Start of DOCUMENT PASSAGE
# Most interesting/best written legion portrayed in the horus heresy serires



## Garviel loken. (Jun 8, 2014)

Now, my vote goes to the Ultramarines. Know no fear gives them some actual depth, showing that while they do follow order and discipline, they stillare able to think for themselves. (contrary to 40k, IMO) Ventanus is ace, your typical ultramarine i suppose, but something about him made me love him. Guilliman is portrayed perfectly imo, finally given some flesh. While obviously being a tactical genius, he seems the most....human. He realises that the war will come to an end, he is not obsessed with war like the others. He WANTS peace. Now Unremembered Empire shows that guilliman may not be unshakably loyal. Starting a new imperium, breaking the council of nikea, it is interesting to see that he may have alterior motives. I look forward to see where the Ultramarines go from here


----------



## Malus Darkblade (Jan 8, 2010)

Toss up between First Heretic and Prospero Burns. Both titles completely revamped the legions involved and made them infinitely more complex.

Sadly I don't think this thread is going to talk about any books other than the ones by the top 3 authors.


----------



## Garviel loken. (Jun 8, 2014)

Malus Darkblade said:


> Toss up between First Heretic and Prospero Burns. Both titles completely revamped the legions involved and made them infinitely more complex.
> 
> Sadly I don't think this thread is going to talk about any books other than the ones by the top 3 authors.


Not going by at specific book, but rather books on a certain legion


----------



## Reaper45 (Jun 21, 2011)

I agree that the Ultramarines are portrayed quite well. Makes you realize that Captain Titus wouldn't have any trouble fitting in with the 30K marines.

However my vote has to go for the world eaters. Betrayer and the eight fold path done much to prove that even thought they were always viewed as berserkers they had allot more depth to them.



Eight fold path in particular makes you realize that Kharne just might feel remorse about his choices, but at this point it's to late.
End of DOCUMENT PASSAGE
Start of DATA PROVIDED
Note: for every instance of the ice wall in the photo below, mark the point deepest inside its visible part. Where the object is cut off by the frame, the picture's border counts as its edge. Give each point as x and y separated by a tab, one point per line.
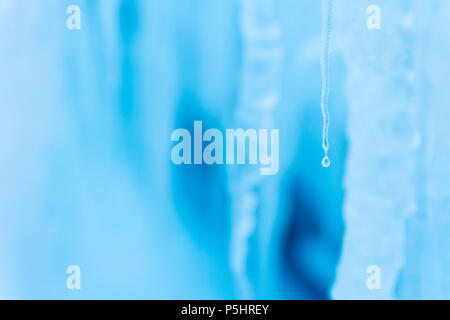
396	207
258	97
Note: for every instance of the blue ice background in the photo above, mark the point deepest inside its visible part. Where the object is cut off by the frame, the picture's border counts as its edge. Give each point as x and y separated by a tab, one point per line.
86	177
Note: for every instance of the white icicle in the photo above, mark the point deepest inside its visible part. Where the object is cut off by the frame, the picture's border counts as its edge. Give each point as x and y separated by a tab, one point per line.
258	97
325	69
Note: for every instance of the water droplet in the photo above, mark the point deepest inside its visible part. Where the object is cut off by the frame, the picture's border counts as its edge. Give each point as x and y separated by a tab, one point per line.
326	162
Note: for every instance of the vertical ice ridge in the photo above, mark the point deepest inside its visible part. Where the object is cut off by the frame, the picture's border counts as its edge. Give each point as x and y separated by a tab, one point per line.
325	70
379	182
259	96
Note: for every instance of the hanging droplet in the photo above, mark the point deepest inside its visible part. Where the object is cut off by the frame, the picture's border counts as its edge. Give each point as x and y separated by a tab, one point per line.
325	70
326	162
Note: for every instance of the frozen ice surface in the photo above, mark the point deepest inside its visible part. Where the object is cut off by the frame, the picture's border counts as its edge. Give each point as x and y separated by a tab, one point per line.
397	196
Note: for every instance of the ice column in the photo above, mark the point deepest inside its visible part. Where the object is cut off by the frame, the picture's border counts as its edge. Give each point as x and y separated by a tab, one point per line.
259	95
379	182
325	69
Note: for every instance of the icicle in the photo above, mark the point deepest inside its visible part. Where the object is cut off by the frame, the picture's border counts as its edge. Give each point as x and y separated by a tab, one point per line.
258	97
380	170
325	69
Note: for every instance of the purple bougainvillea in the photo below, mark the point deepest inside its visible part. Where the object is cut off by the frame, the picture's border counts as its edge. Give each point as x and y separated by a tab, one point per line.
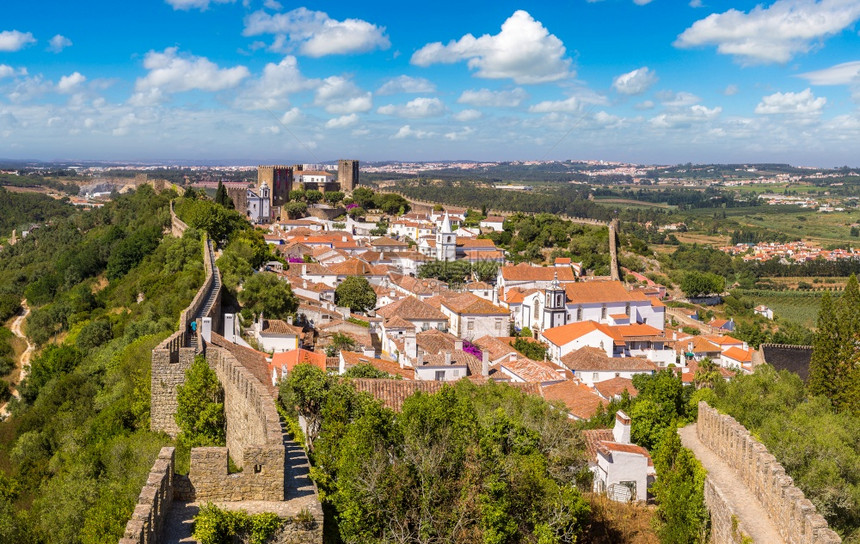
472	349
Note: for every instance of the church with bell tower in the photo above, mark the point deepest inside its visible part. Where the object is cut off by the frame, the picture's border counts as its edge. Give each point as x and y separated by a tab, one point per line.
446	241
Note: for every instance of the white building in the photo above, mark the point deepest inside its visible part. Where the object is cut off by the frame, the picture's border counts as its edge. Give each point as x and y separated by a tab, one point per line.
621	469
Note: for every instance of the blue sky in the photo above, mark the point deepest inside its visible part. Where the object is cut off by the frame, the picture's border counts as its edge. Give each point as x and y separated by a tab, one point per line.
654	81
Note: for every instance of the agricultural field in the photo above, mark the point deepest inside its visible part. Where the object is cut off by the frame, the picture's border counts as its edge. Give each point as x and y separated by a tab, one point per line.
800	307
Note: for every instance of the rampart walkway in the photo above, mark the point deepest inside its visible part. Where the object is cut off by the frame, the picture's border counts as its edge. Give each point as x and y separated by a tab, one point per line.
751	515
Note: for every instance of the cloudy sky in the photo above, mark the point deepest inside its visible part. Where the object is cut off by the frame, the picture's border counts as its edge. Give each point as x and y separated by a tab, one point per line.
654	81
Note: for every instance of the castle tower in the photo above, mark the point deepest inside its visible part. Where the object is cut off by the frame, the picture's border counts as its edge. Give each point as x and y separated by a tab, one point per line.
280	181
446	241
554	313
347	174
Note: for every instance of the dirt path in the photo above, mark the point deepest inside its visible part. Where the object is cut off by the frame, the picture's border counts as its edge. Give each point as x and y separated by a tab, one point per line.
751	514
23	363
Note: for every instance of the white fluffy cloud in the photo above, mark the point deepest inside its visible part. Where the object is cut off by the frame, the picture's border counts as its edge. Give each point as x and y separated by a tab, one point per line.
170	73
70	82
198	4
636	82
772	34
315	34
493	99
802	103
58	43
274	86
407	131
467	115
841	74
523	50
343	121
685	117
568	105
418	108
341	96
13	40
406	84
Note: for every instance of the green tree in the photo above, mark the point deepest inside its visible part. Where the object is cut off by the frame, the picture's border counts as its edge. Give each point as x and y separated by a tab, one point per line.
313	196
697	284
679	490
334	197
265	293
355	293
200	406
296	210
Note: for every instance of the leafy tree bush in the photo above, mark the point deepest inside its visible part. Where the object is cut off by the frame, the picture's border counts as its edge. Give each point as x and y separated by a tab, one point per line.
355	293
200	406
265	293
679	490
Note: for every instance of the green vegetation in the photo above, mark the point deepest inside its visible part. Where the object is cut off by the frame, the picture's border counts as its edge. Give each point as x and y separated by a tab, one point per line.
213	525
265	293
355	293
818	445
24	209
78	448
468	464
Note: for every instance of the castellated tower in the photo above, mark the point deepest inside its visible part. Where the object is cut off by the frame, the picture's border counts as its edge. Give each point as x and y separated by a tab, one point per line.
347	174
279	180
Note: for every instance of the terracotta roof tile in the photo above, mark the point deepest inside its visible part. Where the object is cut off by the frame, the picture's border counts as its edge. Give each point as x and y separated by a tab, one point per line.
353	359
580	401
593	359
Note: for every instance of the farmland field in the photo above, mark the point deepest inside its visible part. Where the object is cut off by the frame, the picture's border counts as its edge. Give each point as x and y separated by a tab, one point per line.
800	307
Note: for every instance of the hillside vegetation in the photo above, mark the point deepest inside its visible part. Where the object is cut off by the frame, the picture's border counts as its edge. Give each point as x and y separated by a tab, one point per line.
106	286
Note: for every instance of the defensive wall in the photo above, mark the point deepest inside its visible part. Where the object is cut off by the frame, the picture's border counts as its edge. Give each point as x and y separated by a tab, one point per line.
273	471
172	357
793	514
End of DATA PROVIDED
* PARTS OF THE EXERCISE:
a - Return the passage of the forum thread about Horus Heresy legions starting at "## Reaper45 (Jun" and ending at "it's to late.", copied word for word.
b - Identify each line in the entries that contains the word "green" and copy every such line in full.
The forum thread and the entries are unrelated pieces of material.

* RESPONSES BY TASK:
a -
## Reaper45 (Jun 21, 2011)

I agree that the Ultramarines are portrayed quite well. Makes you realize that Captain Titus wouldn't have any trouble fitting in with the 30K marines.

However my vote has to go for the world eaters. Betrayer and the eight fold path done much to prove that even thought they were always viewed as berserkers they had allot more depth to them.



Eight fold path in particular makes you realize that Kharne just might feel remorse about his choices, but at this point it's to late.

b -
Note: for every instance of the green tree in the photo above, mark the point deepest inside its visible part. Where the object is cut off by the frame, the picture's border counts as its edge. Give each point as x and y separated by a tab, one point per line.
Note: for every instance of the green vegetation in the photo above, mark the point deepest inside its visible part. Where the object is cut off by the frame, the picture's border counts as its edge. Give each point as x and y separated by a tab, one point per line.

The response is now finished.